Given instruction a
In the records further down, print the lines from the one containing "the dragonfly in" through the one containing "[(484, 366)]" without any change. Include both of those lines and nothing else.

Extract
## Start
I want to commend you on your first two years as Mayor of Tulsa. I also want to thank you for choosing such a diverse staff as representation does matter.

I think Tulsa’s workforce and our state’s economy operate stronger when we open the doors to diversity to its fullest. When we do this, we recognize the American Dream according to how it reads in the U.S. Constitution, which excludes no one.

I am requesting that you intervene as a white ally and as we approach the centennial of the establishment for the “Lee School” and the remembrance of the 1921 Tulsa Race Massacre.

A few days ago, a friend informed me that Robert E. Lee Elementary school — “Lee School” — was at risk of losing funding if the name “Lee” doesn’t remain on the school. This morning, I woke up to a Tulsa World article confirming that pp narrative. 

The ramifications in allowing the name of a person who protected and promoted white supremacy, white power, a Ku Klux Klan mentality, and Nazism — all racist ideologies at their core the same — to remain on the side of a public school building is detrimental to race relations for the city and the nation.
## End
Material shown
## Start
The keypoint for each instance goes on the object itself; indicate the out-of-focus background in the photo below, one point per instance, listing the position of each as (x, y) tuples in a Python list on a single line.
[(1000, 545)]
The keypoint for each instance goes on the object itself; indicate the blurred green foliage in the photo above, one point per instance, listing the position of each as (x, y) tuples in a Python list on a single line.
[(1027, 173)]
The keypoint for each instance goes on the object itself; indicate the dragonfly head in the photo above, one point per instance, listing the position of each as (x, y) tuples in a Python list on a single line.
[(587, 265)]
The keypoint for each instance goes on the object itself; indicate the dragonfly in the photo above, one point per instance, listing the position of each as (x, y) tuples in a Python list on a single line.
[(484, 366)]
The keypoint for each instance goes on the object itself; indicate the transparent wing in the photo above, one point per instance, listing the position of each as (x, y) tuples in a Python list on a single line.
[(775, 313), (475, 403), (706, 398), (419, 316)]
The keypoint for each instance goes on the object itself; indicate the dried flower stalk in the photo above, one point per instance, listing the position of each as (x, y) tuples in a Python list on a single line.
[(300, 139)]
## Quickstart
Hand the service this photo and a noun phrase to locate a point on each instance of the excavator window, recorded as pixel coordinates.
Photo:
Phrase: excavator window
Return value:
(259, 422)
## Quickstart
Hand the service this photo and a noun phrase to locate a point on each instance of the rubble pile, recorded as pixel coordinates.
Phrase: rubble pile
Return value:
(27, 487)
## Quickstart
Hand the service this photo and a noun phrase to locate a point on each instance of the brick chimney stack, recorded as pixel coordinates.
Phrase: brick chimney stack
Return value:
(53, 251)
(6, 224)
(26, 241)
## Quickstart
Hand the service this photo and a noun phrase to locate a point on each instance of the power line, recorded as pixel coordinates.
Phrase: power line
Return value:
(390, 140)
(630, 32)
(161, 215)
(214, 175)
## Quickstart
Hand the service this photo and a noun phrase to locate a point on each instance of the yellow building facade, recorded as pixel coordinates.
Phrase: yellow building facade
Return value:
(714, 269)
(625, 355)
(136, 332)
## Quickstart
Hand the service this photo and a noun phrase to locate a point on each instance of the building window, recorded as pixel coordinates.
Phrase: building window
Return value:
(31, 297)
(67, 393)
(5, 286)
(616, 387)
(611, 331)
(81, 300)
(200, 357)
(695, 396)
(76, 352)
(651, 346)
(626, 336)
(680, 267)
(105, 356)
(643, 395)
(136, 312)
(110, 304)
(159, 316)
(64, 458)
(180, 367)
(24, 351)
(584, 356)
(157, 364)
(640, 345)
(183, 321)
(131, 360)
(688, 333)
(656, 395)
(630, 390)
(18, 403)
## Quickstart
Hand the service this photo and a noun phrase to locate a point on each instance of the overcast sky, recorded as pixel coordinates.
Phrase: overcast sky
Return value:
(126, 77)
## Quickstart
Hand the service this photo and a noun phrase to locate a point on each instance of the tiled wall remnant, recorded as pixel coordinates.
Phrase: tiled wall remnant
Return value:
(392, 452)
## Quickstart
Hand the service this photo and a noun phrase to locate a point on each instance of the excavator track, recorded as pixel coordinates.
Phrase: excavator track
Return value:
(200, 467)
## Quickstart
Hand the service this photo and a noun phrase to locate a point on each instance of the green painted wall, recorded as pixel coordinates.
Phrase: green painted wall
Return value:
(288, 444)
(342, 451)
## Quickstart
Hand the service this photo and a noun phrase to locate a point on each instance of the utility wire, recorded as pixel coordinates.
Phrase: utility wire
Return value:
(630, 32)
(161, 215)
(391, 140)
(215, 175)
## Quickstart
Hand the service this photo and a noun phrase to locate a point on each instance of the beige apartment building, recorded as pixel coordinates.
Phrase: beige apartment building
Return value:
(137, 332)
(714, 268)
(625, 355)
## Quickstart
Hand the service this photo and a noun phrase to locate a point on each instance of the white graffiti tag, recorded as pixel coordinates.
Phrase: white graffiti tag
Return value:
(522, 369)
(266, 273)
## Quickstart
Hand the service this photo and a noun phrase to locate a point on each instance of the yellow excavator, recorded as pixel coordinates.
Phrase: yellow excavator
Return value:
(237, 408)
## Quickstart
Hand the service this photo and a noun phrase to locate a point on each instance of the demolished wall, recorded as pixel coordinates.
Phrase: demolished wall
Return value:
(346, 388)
## End
Given instruction b
Continue the letter about the name of Tulsa's Lee School, starting right after its last sentence.

Written answer a
The keypoint for each instance goes on the object itself; indicate the dragonfly in the photo above, one point per instance, listing the position of each as (x, y) tuples in a Python list on a single line.
[(484, 366)]

Written answer b
Moreover, it metaphorically replaces the glass ceiling that President Barrack Obama shattered in 2008. Years later, your African-American constituents who attended the school, along with constituents of every ethnicity and from every part of the city, watched an ad hoc committee and TPS school board members vote in favor of preserving and maintaining white supremacist values.

Further, African-American Tulsans will tell themselves and their children that the city of Tulsa and America was never built for them because the city and nation continue to allow schools named after horrific slave owners and Confederate Generals such as Robert E. Lee.

Dr. Martin Luther King, Jr. once uttered these profound words: “In the end, we will remember not the words of our enemies, but the silence of our friends.” I hope you will consider your African-American constituents, who contributed to the reason you’re in office.

Respectfully,

Nehemiah D. Frank

Citizen and Small Business Owner

The Black Wall Street Times is a news publication located in Tulsa, Okla. and Atlanta, Ga. At The BWSTimes, we focus on elevating the stories of our beloved Greenwood community, elevating the stories of...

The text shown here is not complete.